*** Excerpted records ***
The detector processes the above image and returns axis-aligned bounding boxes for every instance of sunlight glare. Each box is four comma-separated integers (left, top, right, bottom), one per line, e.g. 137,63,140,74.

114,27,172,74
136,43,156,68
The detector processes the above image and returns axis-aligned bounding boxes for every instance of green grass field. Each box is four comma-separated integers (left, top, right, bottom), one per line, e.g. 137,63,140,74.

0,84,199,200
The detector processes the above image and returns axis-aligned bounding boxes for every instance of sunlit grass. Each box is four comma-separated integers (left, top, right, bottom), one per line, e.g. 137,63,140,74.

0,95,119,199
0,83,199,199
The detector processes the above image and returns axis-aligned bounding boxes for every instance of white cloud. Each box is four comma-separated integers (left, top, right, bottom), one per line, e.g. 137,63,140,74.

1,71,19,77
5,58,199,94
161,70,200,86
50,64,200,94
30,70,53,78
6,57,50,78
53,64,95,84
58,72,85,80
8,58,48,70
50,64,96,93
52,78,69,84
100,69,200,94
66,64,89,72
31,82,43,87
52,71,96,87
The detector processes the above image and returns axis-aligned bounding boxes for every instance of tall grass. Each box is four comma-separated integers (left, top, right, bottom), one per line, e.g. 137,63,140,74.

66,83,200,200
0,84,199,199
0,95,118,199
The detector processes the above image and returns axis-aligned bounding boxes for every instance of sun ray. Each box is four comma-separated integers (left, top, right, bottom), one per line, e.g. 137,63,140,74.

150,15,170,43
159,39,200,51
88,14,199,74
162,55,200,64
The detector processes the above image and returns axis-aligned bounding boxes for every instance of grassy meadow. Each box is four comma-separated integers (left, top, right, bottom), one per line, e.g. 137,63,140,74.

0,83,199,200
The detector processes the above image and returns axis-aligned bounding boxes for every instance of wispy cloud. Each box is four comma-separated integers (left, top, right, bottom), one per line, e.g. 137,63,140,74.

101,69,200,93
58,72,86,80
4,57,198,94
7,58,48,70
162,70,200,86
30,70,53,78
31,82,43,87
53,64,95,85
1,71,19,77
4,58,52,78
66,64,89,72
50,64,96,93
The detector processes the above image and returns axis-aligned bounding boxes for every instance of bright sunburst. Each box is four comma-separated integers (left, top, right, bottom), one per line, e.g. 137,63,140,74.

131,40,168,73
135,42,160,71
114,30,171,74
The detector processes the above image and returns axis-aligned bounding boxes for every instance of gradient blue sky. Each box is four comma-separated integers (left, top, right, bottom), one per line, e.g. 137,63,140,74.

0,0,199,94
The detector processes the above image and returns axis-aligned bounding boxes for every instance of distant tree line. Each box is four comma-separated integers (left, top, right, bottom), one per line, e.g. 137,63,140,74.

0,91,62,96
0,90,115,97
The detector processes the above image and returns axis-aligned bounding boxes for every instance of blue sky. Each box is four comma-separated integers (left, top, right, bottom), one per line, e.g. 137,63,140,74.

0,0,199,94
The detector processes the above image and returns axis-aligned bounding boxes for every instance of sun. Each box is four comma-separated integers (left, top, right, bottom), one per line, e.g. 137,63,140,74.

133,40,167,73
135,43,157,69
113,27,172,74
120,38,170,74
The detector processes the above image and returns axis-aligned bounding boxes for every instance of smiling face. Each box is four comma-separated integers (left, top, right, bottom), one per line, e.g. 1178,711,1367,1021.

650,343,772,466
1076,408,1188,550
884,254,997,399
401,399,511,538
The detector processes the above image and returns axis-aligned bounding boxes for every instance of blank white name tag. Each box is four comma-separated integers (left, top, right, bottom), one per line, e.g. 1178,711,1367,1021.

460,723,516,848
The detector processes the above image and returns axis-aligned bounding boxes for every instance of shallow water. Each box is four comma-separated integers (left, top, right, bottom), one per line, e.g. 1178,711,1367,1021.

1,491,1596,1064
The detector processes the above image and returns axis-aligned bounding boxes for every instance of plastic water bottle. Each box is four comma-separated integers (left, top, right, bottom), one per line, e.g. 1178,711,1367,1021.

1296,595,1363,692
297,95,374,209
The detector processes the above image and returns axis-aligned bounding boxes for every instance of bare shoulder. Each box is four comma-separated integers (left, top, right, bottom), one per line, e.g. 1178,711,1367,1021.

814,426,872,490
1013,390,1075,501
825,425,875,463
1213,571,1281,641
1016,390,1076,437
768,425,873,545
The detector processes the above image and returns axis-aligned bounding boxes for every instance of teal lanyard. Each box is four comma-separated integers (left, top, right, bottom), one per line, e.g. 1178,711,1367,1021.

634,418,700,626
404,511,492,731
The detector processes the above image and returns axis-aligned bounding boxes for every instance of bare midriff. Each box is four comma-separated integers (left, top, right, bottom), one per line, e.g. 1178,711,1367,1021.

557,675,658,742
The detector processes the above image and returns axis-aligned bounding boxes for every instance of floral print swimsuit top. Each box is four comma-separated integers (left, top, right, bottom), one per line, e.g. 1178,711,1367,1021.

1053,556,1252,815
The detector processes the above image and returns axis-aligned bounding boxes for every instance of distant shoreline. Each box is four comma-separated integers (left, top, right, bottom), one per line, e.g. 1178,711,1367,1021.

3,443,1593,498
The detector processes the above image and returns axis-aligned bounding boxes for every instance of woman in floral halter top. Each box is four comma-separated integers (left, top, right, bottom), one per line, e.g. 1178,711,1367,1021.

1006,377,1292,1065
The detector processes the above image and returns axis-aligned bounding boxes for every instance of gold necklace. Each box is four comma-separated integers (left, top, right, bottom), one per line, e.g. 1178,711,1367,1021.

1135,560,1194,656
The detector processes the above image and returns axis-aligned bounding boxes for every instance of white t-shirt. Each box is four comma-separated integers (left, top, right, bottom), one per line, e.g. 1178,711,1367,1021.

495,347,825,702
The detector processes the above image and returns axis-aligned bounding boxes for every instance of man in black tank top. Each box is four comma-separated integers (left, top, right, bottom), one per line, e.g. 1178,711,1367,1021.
*** End of Excerpted records ***
Assignment> Repeat the listing. Keep every character the same.

Answer for the task>
The detector processes the above image and returns axis-aligned bounding boxes for every instance of sunlight glare. Each box is four comma-separated integers (left, top, right, bottom), one per line, e.g. 137,63,140,74.

114,27,172,74
136,43,156,68
The detector processes the above image and returns axis-aligned bounding boxes for every instance of green grass field. Each box is four comma-separated integers (left, top, right, bottom), one per line, e.g. 137,63,140,74.

0,84,199,200
The detector processes the above image and returns axis-aligned bounding boxes for every instance of sunlit grass. Each box is four comma-separated integers (left, top, right, bottom), one per line, e.g. 137,63,140,74.

0,95,119,199
0,83,199,199
The detector processes the above image and returns axis-aligned bounding boxes for every instance of white cloud. Each box is four comma-separated integers (left, top, right, bottom), one per line, e.g. 137,63,140,74.

1,71,19,77
5,58,199,94
161,70,200,86
50,64,200,94
30,70,53,78
6,57,50,78
53,64,95,84
58,72,85,80
8,58,48,70
50,64,96,93
52,78,69,84
100,69,200,94
66,64,89,72
31,82,43,87
52,71,96,87
The detector processes the above image and returns axis-aligned bounding boxes for every instance of tall grass. Each box is four comma-separated integers (left, top, right, bottom), one per line, e.g. 137,63,140,74.

66,83,200,200
0,84,199,199
0,95,118,199
The detector processes the above image and returns axis-aligned bounding boxes for every instance of sun ray. Each box is four comma-separated integers (left, top, right, bottom), one per line, e.g. 137,63,140,74.

150,15,170,43
159,39,200,51
88,14,199,74
162,55,200,64
The detector processes the above image and returns axis-aligned bounding boxes for every instance of grassy meadow. Each box is four comma-separated integers (left, top, right, bottom), one per line, e.g. 137,63,140,74.

0,83,199,200
The detector processes the above image and returns axis-aligned bounding boxes for every instance of wispy cloud. Each box is four comma-separated integers (left, top, right, bottom), one per line, e.g. 137,63,140,74.

101,69,200,93
58,72,86,80
4,57,198,94
7,58,48,70
162,70,200,86
30,70,53,78
31,82,43,87
53,64,95,85
1,71,19,77
4,58,52,78
66,64,89,72
50,64,96,93
The detector processes the above image and returns axis-aligned bounding boxes for every instance of bright sunburst. Each box is four comma-separated integers (left, top, right, bottom), one per line, e.g. 137,63,140,74.

131,40,168,73
135,42,160,71
114,30,171,74
The detector processes the above image and returns axis-aligned bounding boxes for every instance of gradient blue sky. Each box is four comma-separated integers (left, top, right, bottom), one per line, e.g. 137,63,140,74.

0,0,199,94
The detector processes the above image and returns axis-aligned bounding boxes for every instance of distant tree line. Each box is four comma-separated integers (left, top, right, bottom), one per line, e.g. 137,63,140,74.

0,91,62,96
0,90,115,97
The detector processes the above image and returns axis-aligned bounding boxes for every instance of blue sky. Each box is four comma-separated integers (left, top, right, bottom), one per line, e.g. 137,63,140,74.

0,0,199,94
The detector processes the above image and returns axis-aligned bounding boxes for every instance of sun. Each box is four comma-separated integers (left, top, right, bottom), one per line, e.g. 137,63,140,74.

133,40,167,73
135,43,157,69
113,27,172,74
120,38,170,74
The detector processes the above image and returns axis-aligned bounding boxes for every instance of smiling face. Each box is four comma-separated integers (left, top, right, bottom), one per line, e.g. 1178,711,1367,1021.

650,343,772,466
1076,408,1188,550
884,254,997,399
401,399,511,538
The detector processes the above image and returns axis-aligned bounding boxes for every instance of blank white name tag. Each box is four comma-separated integers (left, top, right, bottom), one per line, e.g. 1178,711,1367,1021.

460,723,516,848
The detector processes the above image and returns axis-aligned bounding boxes for every instance of shallow water. Each box is four comma-separated integers (left, top, right, bottom), one per line, e.g. 1178,711,1367,1021.

1,491,1596,1064
The detector processes the above image and returns axis-aligned bounding boxes for every instance of plastic water bottle. Each box is four comma-separated integers (left, top, right, bottom), one per line, e.g. 1178,711,1367,1021.

1296,595,1363,692
297,95,374,209
The detector processes the above image and returns axis-aligned bounding boxes for every instance of bare shoulder. Each box is four comma-separated integers (left, top, right, bottom), one per line, e.g. 1178,711,1367,1021.

814,426,872,490
1013,390,1075,501
825,425,875,463
1213,571,1281,641
1016,390,1076,437
768,425,873,545
The detector processes the above image and returns axis-aligned bounding boxes for every instance of teal lanyard. Each box is four comma-separated integers (left, top, right, bottom), one per line, e.g. 1178,711,1367,1021.

634,418,700,626
404,511,492,731
The detector processes the above image and returns axis-aligned bounding boxes for every instance of bare midriff. Each box is four comma-separated integers (left, top, right, bottom), one per line, e.g. 1178,711,1367,1021.

557,675,658,742
The detector processes the above image and returns axis-aligned bounding boxes for every instance of floral print swimsuit top. Each box is four comma-separated integers (left, top, right, bottom), one per line, e.g. 1178,711,1367,1021.

1053,556,1252,815
The detector processes the above image and returns axis-aligned bounding boxes for every instance of distant shoreline. Each box is four comma-separated integers (left, top, right, bottom), one per line, e.g. 1178,711,1367,1021.

3,443,1593,498
The detector processes the above image and returns axis-aligned bounding boxes for every instance of woman in floral halter top. Each box is four comma-separated integers (left, top, right, bottom), one per line, e.g. 1178,711,1367,1021.

1006,377,1292,1065
The detector processes the above image and returns axis-aligned bounding boxes for every instance of gold necklace. Each box is four comma-separated integers (left, top, right, bottom), one per line, e.g. 1178,711,1367,1021.

1135,560,1194,656
The detector processes the above image and returns axis-aligned bounding boxes for every instance of white t-shirt. Each box is four comma-separated integers (left, top, right, bottom), one per line, e.g. 1178,711,1367,1021.

495,347,825,702
The detector processes the above image and returns axis-aligned bounding boxes for every instance of man in black tank top. Each box is four comma-separated integers (left, top, right, bottom), one per line, e.g. 1178,711,1367,1021.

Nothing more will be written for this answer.